I hesitated to post these criticisms because Obie's a great guy and the first edition of The Rails Way was epic and definitive. I'd hope someone can come along and say "You read the book wrong! Here's why x, y, and z are like they are!" but from my first run through, I'm torn. I'm a little saddened by what I perceive as flaws yet impressed by the sheer depth and pockets of brilliance.

Nonetheless, I recommend the book. It's a flawed champ. While there are other great Rails books in the pipeline, The Rails 3 Way offers a lot right now, as long as you're either happy to look past its flaws or skilled enough to mentally fill in the blanks..

The Rails 3 Way is currently available on Amazon in both paperback (at $31.49) and Kindle ($36.80) formats, or in a PDF version ($35.99) on InformIT.

Comments

  1. Ben Hughes says:

    When the first Rails Way came out I sat down in Barnes and Noble for 7 hours and read virtually the entire book; it was truly epic and made a huge difference in my development as a Ruby developer back then.

    I will definitely look forward to reading the new edition (just about to order my copy), but many of the things you point out surely are disappointing. I'm looking for a truly stellar book to recommend that covers Rails 3 exhaustively and I was hoping this would be it; we'll see.

Exercise task 1: What price does the book review give for the paperback edition of The Rails 3 Way on Amazon?
The book review and the records are independent of each other.

Rows:

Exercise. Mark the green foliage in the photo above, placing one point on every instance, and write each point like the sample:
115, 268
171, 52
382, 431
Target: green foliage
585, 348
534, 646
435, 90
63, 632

Exercise task 2: Rename "green foliage" to "leafy vegetation" throughout the records, leaving every other part unchanged.

Task solution 1: $31.49

Task solution 2:
Exercise. Mark the leafy vegetation in the photo above, placing one point on every instance, and write each point like the sample:
115, 268
171, 52
382, 431
Target: leafy vegetation
585, 348
534, 646
435, 90
63, 632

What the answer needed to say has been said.